══ PROVIDED PASSAGE
There are many reasons I count my lucky stars. Just living in this part of the world is a huge blessing, and the Okanagan in particular is a special spot for someone who is a foodie and a wine geek. But most of all, I’m spoiled by my hubbie.

Some people call it luck. Others call it fate. Whatever label you want to attach to the concept, when you find your soulmate, your live your life on a higher level. Quality time becomes precious time, not because it is rare but because it is special. Soulmates share passions, and so every moment shared holds special meaning. For us, the passion we share is food so every meal we have is a memory.

Contrary to popular belief, a chef and a sommelier don’t always eat lobster risotto and drink vintage French wine. Sometimes we have grilled cheese sandwiches, or salad, for dinner. Breakfast is often yogurt with fruit, and a protein shake. But when we decide to “dine”, we do it right. Yesterday was one of those days.

For breakfast, we had shakshouka. “What?”you say! I know. The only reason I know the same is because it’s trendy and I read about it – we call it eggs poached in tomato sauce.
════
- _DIRECTIONS_
1 – Revise the passage starting with "Some people call" and going on through "of those days.", replacing "grilled cheese sandwiches" with "tuna melts".
2 – In the passage, what passion does the writer share with their soulmate?
══ DATASET EXTRACT
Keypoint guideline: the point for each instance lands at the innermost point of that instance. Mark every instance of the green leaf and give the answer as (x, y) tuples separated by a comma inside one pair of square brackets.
════
══ DATASET EXTRACT
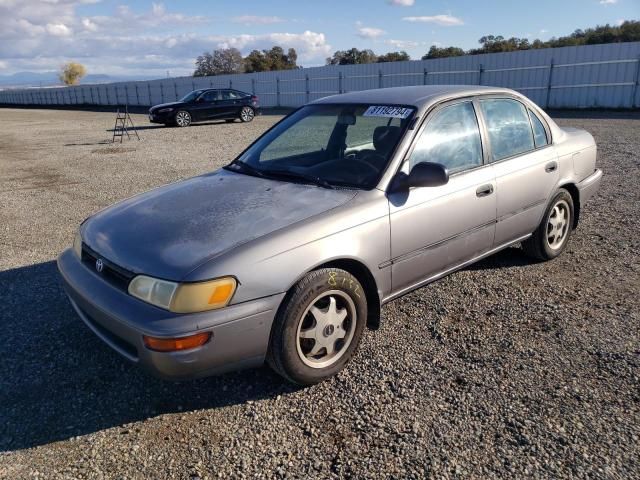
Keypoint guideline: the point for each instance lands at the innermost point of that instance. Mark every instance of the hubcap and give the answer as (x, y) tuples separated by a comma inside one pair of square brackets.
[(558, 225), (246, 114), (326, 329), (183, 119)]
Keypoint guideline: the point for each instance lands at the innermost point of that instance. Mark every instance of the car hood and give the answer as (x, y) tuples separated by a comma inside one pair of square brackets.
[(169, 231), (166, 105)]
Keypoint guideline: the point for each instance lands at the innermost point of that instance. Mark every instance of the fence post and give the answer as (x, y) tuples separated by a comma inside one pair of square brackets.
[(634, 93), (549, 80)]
════
- _ANSWERS PROVIDED_
1 –
Some people call it luck. Others call it fate. Whatever label you want to attach to the concept, when you find your soulmate, your live your life on a higher level. Quality time becomes precious time, not because it is rare but because it is special. Soulmates share passions, and so every moment shared holds special meaning. For us, the passion we share is food so every meal we have is a memory.

Contrary to popular belief, a chef and a sommelier don’t always eat lobster risotto and drink vintage French wine. Sometimes we have tuna melts, or salad, for dinner. Breakfast is often yogurt with fruit, and a protein shake. But when we decide to “dine”, we do it right. Yesterday was one of those days.

2 – Food.